Quellenauszug:
⟨

Zusammenfassend lassen sich aus den Erwartungshaltungen der Nutzer und Eigentümer zwei wesentliche Anforderungen an moderne Fahrbahnen und damit Herausforderungen für die Betonstraßenfachleute ableiten:

– sehr gute Oberflächeneigenschaften und

– eine hohe Dauerhaftigkeit bei geringem Wartungsaufwand.

2 Herausforderung Betonoberfläche

Die Standard-Oberflächentextur der Betondecke auf Bundesfernstraßen hat sich in den letzten Jahrzehnten mehrfach entsprechend der Griffigkeits- und Lärmanforderungen verändert (Bild 2).

Bild 2: Entwicklung der Standard-Betonoberfläche auf Bundesfernstraßen (von links nach rechts: Stahlbesen, Jutetuch und Kunstrasen, Waschbeton, Grinding mit Grooving)

Der Stahlbesenquerstrich war und ist noch heute eine sehr gute Methode für der Herstellung einer dauerhaft griffigen Betonoberfläche. Aufgrund seiner schlechteren Lärmeigenschaften kommt diese Texturierungsmethode heute nur noch bei Flächen mit langsam fahrendem Verkehr zum Einsatz bzw. dort, wo keine erhöhten Anforderungen an die Lärmminderung bestehen. Dies sind vor allem Rastanlagen, kommunale Flächen wie Kreisverkehre und Busspuren sowie Flugbetriebs- und Industrieflächen (z. B. Containerumschlag-Terminals).

⟩

Entnommenes Material:

⟨

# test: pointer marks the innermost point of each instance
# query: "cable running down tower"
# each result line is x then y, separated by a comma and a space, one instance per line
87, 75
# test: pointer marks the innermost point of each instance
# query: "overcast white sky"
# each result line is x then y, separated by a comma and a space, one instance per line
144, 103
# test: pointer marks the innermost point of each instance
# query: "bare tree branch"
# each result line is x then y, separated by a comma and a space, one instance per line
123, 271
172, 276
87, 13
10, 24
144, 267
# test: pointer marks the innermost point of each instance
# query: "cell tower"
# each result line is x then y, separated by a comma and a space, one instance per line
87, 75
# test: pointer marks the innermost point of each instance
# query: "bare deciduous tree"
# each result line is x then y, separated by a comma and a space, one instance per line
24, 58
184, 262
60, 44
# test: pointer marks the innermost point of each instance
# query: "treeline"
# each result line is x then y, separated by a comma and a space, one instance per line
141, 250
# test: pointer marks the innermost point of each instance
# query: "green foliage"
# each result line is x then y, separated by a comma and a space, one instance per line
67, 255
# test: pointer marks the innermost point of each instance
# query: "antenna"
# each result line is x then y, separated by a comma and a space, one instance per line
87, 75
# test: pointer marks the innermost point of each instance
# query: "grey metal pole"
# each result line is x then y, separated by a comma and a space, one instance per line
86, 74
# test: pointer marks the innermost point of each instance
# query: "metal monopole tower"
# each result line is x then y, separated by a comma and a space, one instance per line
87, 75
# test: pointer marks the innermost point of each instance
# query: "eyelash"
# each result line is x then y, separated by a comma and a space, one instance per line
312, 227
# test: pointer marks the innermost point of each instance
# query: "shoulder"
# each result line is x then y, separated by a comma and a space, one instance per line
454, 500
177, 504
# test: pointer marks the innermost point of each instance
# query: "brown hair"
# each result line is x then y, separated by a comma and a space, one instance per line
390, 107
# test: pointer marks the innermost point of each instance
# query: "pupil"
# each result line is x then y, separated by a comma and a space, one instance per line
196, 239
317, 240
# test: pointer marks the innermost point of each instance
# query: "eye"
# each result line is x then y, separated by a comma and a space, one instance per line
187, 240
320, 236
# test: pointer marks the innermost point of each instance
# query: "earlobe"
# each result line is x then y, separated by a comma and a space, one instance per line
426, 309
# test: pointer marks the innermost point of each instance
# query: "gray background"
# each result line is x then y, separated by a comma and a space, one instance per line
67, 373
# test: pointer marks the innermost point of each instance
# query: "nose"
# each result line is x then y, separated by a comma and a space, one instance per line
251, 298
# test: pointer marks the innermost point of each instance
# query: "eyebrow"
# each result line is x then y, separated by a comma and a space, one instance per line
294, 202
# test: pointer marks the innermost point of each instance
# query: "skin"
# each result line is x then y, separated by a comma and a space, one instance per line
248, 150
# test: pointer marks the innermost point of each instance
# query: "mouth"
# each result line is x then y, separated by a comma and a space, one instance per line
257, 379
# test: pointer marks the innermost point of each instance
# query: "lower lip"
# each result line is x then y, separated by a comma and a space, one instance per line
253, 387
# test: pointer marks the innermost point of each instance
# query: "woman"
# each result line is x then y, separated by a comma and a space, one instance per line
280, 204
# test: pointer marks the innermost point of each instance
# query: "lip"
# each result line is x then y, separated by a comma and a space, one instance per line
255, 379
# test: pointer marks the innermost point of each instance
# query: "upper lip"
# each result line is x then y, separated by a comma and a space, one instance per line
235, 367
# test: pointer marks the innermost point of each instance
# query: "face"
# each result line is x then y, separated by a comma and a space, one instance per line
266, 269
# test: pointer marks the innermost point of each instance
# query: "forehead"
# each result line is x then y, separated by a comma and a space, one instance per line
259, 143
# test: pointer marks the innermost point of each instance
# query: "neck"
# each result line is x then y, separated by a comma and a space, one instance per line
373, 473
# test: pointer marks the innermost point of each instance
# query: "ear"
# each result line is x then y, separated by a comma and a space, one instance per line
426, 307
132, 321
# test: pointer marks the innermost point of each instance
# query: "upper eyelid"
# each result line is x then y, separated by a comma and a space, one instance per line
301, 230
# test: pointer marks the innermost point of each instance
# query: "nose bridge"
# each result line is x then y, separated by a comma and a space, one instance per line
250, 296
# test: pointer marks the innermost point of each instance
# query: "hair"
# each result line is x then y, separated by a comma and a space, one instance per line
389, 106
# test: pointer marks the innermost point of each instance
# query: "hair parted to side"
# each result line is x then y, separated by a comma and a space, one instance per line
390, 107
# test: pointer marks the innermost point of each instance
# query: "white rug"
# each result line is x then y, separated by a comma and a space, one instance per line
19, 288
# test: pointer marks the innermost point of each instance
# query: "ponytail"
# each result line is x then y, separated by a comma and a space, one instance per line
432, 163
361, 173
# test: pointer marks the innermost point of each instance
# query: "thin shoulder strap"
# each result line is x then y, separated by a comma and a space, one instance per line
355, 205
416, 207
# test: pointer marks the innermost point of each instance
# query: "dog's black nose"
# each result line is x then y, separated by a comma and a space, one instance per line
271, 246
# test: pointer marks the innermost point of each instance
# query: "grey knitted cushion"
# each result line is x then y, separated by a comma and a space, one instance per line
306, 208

⟩

Kurze Aufgabe: Kannst du den Text über die Oberflächentexturen von Betonfahrbahnen im Anschluss an seinen letzten Satz fortführen?

Gelöste Aufgabe:
Der Jutetuchlängsstrich wird auf Bundesfernstraßen aufgrund seiner bedingt dauerhaften Griffigkeit nicht mehr angewendet. Hier wird noch eher dem Kunstrasenlängsstrich der Vorzug gegeben, wobei dieser aufgrund seiner fehlenden Lärmeinstufung in den RLS-90 [5] nur in Bereichen eingesetzt werden kann, für die keine erhöhten Lärmanforderungen aus der Planfeststellung bestehen.

Die Waschbetonoberfläche vereint eine sehr gute und dauerhafte Griffigkeit mit geringen Lärmemissionen und ist daher seit ihrer Einführung durch das ARS Nr. 05 des BMVBS im Jahr 2006 [7] die Standard-Betonoberfläche auf Bundesfernstraßen.

Auch wenn die Waschbetonherstellung (Bild 3) in Österreich bereits lange vor 2006 zum Standard gehörte, so war ihre Einführung in Deutschland für Baufirmen und Bauherren zunächst Neuland. Bereits nach kürzester Zeit hatte sich das Know-how für Betontechnologie, Einbau und Herstellung der Oberfläche bei den Firmen entwickelt. Durch permanente Verbesserungen in der Praxis sowie parallele Forschung ist die Waschbetonbauweise heute auf einem hohen Qualitätsniveau angekommen.

Bild 3: Ablaufschema Waschbetonherstellung

Dem Lärmminderungspotential der Waschbetonbauweise sind jedoch technologische Grenzen gesetzt, so dass selbst unter optimalen Voraussetzungen kaum höheren DStrO-Werte als minus 2 dB(A) möglich sind. Die Herstellung der Waschbetonoberfläche (Auskehren) erfolgt zwar maschinell durch hydraulisch angetriebene, i. d. R. an Radladern montierte Stahlbesen (Bild 4).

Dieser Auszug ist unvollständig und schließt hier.